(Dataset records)
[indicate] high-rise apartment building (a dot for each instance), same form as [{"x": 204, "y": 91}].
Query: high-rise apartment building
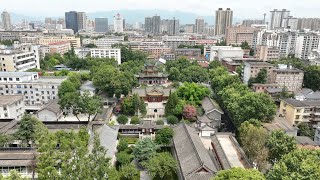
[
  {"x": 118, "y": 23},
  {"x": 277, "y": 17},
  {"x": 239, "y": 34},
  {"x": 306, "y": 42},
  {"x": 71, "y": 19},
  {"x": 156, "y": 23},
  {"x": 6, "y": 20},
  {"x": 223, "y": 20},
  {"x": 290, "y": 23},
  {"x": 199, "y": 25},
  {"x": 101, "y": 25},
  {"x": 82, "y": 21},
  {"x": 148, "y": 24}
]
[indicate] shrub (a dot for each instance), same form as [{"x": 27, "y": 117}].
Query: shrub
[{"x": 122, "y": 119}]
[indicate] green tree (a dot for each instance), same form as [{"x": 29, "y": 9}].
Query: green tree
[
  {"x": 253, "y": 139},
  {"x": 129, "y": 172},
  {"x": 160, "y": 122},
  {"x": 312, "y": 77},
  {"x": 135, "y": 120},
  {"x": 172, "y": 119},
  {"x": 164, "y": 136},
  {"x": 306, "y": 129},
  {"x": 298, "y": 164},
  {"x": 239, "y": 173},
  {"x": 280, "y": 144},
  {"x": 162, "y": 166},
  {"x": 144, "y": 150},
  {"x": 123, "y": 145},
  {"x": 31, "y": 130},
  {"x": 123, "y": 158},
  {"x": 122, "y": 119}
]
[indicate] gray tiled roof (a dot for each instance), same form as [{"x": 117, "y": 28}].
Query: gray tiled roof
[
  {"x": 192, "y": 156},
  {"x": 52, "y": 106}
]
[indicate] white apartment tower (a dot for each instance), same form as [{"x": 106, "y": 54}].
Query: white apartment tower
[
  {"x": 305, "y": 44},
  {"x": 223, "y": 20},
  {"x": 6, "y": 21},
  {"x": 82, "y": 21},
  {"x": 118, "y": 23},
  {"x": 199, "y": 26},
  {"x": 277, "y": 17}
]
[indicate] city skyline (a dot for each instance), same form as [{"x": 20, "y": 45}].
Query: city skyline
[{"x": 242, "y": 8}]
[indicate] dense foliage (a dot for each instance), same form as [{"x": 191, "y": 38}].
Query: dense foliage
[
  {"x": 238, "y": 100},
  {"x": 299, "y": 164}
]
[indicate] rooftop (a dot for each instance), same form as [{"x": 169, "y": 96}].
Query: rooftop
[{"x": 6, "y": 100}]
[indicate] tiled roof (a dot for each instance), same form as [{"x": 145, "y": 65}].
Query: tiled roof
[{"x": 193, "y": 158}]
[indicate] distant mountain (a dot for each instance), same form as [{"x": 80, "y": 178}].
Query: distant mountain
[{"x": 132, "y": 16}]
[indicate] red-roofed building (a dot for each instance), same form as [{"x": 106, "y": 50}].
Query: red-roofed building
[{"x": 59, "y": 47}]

What is needed: Using the string "each" as the search term, count the lines of the data above that hold it and report that number alone.

Solution to this task: 11